Reproduce verbatim every line of the data starting with the line that contains "Tag distant tree" and going on through the last line of the data.

** Start of ITEMS **

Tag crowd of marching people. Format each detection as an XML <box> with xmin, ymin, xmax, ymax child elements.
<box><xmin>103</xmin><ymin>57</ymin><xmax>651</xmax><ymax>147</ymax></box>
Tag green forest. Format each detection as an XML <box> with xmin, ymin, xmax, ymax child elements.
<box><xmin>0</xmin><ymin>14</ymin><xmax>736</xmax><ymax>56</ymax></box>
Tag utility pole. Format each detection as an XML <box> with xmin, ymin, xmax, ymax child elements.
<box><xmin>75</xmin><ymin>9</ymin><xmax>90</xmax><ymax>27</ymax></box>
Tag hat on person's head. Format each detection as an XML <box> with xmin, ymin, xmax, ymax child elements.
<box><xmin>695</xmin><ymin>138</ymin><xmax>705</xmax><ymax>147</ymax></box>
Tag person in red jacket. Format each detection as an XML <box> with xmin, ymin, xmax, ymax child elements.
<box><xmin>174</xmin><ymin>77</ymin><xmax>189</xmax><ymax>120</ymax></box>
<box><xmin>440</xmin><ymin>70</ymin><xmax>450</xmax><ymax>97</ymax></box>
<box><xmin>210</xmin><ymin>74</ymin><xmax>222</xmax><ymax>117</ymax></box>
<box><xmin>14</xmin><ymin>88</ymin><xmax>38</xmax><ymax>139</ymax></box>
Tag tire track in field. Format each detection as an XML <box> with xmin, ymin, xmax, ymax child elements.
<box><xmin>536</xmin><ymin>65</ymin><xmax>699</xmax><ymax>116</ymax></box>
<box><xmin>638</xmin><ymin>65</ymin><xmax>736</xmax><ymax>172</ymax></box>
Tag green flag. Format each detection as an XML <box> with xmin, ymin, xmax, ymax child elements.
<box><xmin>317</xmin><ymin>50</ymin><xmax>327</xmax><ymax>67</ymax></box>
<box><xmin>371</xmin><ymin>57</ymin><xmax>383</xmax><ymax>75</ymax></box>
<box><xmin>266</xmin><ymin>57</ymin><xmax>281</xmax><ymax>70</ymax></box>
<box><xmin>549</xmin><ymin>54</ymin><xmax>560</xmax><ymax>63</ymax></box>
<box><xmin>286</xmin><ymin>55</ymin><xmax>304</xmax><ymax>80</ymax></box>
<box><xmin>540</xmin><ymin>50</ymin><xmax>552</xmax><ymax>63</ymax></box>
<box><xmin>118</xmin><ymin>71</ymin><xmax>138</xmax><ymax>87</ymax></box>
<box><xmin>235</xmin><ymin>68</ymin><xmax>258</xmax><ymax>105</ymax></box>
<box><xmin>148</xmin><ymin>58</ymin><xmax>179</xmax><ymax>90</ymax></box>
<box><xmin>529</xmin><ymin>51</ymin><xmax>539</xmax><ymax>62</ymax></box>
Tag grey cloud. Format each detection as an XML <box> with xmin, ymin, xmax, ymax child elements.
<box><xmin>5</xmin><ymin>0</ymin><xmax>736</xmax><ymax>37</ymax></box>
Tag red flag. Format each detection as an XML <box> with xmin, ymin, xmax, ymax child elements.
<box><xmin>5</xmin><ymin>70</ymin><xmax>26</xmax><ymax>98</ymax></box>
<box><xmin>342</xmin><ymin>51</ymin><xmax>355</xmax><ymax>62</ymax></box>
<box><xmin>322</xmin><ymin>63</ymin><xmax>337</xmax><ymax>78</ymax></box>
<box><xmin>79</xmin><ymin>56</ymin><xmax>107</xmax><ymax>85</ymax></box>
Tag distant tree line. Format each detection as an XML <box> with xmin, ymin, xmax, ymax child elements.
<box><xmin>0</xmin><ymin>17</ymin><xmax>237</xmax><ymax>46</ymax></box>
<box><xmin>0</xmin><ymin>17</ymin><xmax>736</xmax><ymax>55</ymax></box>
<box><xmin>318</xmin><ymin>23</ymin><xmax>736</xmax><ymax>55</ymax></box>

** End of ITEMS **

[SOLUTION FOR THIS EXERCISE]
Tag distant tree line. Format each detection as an XML <box> with xmin, ymin, xmax, ymax child elements.
<box><xmin>0</xmin><ymin>17</ymin><xmax>237</xmax><ymax>46</ymax></box>
<box><xmin>0</xmin><ymin>17</ymin><xmax>736</xmax><ymax>55</ymax></box>
<box><xmin>318</xmin><ymin>23</ymin><xmax>736</xmax><ymax>55</ymax></box>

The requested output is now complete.